WRITTEN TASK:
Repeat the following lines exactly and nothing else: the line containing "If you could mark the red brick" and each line after it through the end of the listing.

--- BEGIN DATA FOR PROCESSING ---

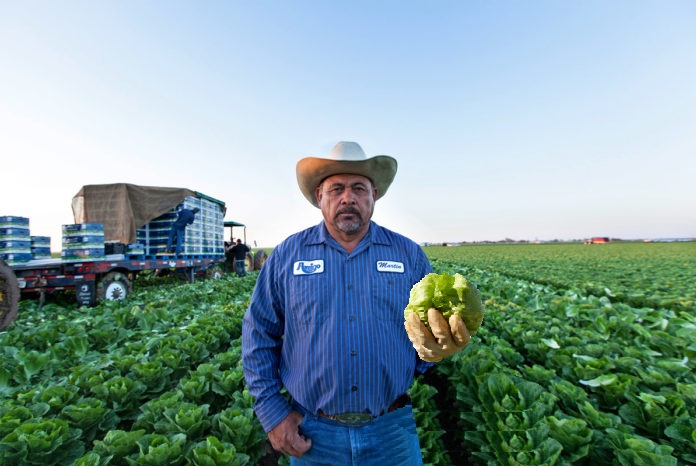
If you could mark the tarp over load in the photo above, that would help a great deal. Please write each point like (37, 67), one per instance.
(123, 208)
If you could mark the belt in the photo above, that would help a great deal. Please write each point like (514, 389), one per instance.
(360, 419)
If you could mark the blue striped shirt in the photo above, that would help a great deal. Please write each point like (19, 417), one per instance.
(329, 326)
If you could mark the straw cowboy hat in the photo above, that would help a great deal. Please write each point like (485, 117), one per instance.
(345, 158)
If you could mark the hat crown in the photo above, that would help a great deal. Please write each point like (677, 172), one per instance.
(347, 151)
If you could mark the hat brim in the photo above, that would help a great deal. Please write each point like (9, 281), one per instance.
(311, 171)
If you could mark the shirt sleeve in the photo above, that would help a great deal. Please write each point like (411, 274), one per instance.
(423, 264)
(262, 330)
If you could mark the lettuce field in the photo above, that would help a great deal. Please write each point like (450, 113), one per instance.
(585, 356)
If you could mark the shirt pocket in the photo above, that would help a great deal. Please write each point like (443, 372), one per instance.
(390, 295)
(308, 301)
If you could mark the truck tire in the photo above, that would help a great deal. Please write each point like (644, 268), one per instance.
(115, 286)
(260, 259)
(9, 295)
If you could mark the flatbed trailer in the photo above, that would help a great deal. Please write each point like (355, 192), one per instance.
(93, 280)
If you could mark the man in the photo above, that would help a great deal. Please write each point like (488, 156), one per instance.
(326, 322)
(238, 253)
(177, 233)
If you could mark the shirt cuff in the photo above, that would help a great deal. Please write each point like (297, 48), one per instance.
(272, 411)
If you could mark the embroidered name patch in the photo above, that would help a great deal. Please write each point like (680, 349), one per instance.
(390, 266)
(308, 267)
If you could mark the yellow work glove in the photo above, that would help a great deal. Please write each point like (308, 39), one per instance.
(441, 340)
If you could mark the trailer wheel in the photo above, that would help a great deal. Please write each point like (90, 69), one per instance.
(214, 272)
(260, 259)
(115, 286)
(9, 295)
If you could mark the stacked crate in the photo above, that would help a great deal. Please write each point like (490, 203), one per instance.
(83, 241)
(15, 241)
(41, 247)
(204, 237)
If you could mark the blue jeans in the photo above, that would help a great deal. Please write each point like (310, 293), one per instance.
(389, 440)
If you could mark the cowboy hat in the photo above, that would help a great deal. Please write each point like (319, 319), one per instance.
(345, 158)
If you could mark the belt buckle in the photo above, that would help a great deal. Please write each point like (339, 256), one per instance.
(353, 419)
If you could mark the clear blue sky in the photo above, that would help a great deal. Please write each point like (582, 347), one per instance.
(509, 119)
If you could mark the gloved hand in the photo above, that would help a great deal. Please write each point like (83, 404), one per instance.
(442, 341)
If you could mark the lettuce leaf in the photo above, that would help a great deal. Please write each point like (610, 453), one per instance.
(449, 294)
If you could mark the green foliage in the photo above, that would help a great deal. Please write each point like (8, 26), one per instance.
(450, 294)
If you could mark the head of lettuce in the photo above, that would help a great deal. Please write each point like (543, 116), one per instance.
(442, 313)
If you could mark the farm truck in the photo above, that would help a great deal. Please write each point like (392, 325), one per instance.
(120, 230)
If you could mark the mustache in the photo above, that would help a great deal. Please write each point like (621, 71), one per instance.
(349, 210)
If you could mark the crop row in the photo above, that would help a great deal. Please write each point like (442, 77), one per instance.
(557, 377)
(658, 275)
(157, 380)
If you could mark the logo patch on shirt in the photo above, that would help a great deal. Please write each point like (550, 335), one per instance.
(308, 267)
(390, 266)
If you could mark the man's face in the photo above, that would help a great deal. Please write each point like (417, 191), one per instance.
(347, 202)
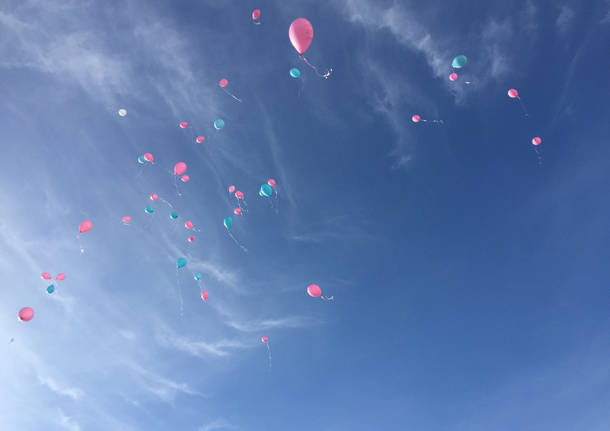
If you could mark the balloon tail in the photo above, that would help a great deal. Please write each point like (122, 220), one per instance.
(232, 95)
(237, 242)
(321, 75)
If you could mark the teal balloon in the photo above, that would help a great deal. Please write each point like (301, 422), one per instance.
(459, 62)
(266, 190)
(228, 222)
(219, 124)
(295, 73)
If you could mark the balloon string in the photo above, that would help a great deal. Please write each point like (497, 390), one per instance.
(325, 75)
(232, 95)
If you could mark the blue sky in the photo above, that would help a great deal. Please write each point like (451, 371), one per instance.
(470, 282)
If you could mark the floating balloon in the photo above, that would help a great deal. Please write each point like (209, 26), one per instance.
(295, 73)
(26, 314)
(266, 190)
(179, 168)
(85, 226)
(219, 124)
(459, 62)
(228, 222)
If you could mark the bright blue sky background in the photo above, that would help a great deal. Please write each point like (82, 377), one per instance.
(470, 283)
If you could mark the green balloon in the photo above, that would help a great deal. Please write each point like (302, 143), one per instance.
(459, 62)
(266, 190)
(219, 124)
(295, 73)
(228, 222)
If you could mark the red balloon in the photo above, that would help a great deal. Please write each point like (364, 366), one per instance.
(301, 34)
(314, 290)
(26, 314)
(179, 168)
(85, 226)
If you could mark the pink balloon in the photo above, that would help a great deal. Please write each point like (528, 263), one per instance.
(26, 314)
(85, 226)
(301, 34)
(314, 290)
(179, 168)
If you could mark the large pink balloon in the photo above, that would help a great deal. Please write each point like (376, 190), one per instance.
(179, 168)
(314, 290)
(301, 34)
(85, 226)
(26, 314)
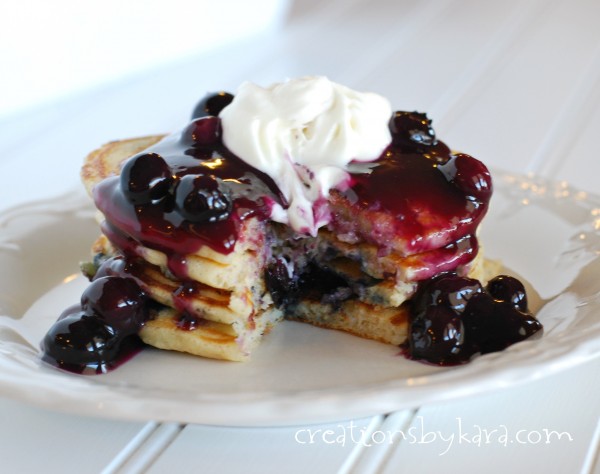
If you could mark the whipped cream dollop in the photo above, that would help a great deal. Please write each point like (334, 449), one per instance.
(305, 133)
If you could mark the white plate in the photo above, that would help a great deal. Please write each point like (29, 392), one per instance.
(546, 232)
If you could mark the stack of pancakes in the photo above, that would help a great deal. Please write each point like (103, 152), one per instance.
(222, 309)
(345, 278)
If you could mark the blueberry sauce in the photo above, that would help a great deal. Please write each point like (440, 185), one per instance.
(453, 318)
(190, 191)
(101, 333)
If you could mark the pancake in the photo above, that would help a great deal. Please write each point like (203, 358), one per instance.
(230, 306)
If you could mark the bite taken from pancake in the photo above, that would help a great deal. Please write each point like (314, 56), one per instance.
(306, 201)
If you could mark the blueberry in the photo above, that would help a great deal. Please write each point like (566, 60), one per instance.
(146, 178)
(412, 129)
(81, 343)
(281, 284)
(508, 289)
(448, 290)
(113, 266)
(202, 198)
(212, 104)
(438, 336)
(470, 175)
(117, 301)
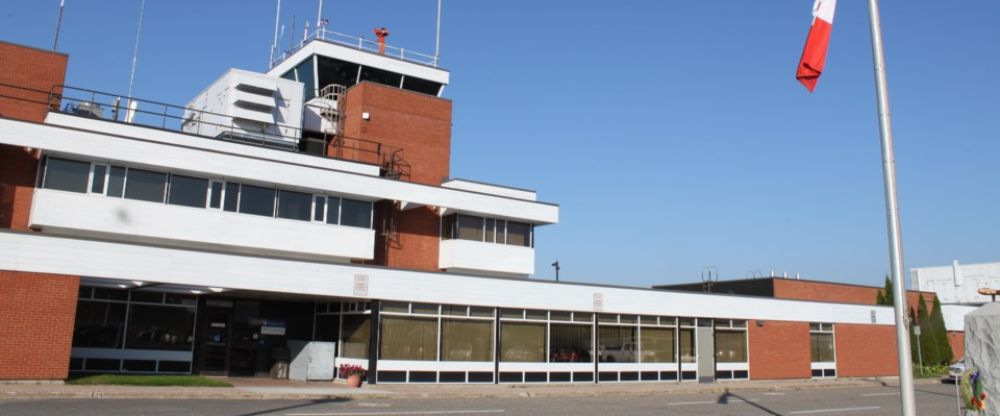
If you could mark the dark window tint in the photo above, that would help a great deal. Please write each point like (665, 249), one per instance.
(448, 227)
(319, 208)
(518, 234)
(97, 183)
(98, 324)
(491, 230)
(145, 185)
(232, 196)
(304, 74)
(215, 201)
(332, 210)
(257, 200)
(356, 213)
(421, 85)
(335, 71)
(160, 327)
(380, 76)
(187, 191)
(116, 181)
(470, 228)
(66, 175)
(294, 205)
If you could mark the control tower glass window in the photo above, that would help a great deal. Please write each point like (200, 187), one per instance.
(422, 86)
(304, 74)
(335, 71)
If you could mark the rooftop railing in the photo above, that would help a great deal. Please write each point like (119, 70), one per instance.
(360, 43)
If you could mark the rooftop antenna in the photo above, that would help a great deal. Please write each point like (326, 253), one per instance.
(437, 37)
(135, 51)
(291, 37)
(319, 15)
(707, 277)
(274, 43)
(58, 24)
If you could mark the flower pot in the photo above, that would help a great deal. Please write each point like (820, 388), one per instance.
(354, 380)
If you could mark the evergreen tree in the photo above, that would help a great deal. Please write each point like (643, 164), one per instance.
(927, 339)
(884, 296)
(936, 322)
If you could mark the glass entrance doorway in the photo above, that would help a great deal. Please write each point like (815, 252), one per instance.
(247, 337)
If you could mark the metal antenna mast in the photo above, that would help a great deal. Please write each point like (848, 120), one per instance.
(319, 15)
(437, 37)
(58, 24)
(135, 51)
(274, 43)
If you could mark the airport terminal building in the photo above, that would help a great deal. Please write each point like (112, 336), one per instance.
(314, 203)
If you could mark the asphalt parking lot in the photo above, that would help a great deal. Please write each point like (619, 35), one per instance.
(932, 399)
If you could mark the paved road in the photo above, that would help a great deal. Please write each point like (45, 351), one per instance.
(931, 400)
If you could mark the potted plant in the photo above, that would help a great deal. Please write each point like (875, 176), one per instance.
(353, 373)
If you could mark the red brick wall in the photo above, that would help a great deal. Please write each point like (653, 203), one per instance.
(37, 312)
(779, 349)
(957, 341)
(835, 292)
(420, 125)
(865, 350)
(36, 72)
(33, 69)
(17, 185)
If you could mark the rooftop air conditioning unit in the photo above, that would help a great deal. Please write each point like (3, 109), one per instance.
(88, 109)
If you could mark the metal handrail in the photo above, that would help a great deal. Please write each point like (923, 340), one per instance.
(360, 43)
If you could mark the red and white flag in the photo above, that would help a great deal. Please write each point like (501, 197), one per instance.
(814, 54)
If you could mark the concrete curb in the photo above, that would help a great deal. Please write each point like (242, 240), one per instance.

--- END DATA FOR PROCESSING ---

RESULT OF THE TASK:
If you could mark the red brick wall in the photo above, that would help a great deal. Please write each point like (653, 203), one per instance.
(37, 312)
(779, 349)
(957, 341)
(835, 292)
(420, 125)
(865, 350)
(36, 72)
(33, 69)
(17, 185)
If you could mark the rooftop air conditioning unit in the photo above, that would help a great deal. Please write each point like (3, 109), one per instance.
(88, 109)
If you could mark the metal handrail in the photo above, that would help a great deal. Please write each point like (923, 340), one per instance.
(360, 43)
If you could mark the red and white flag in the photo above, that would help a great deal. Please write each point like (501, 197), one per instance.
(814, 54)
If you could mark the concrete curb in the photo above, that would help a great deal. Please write each point like (242, 240), one per instance.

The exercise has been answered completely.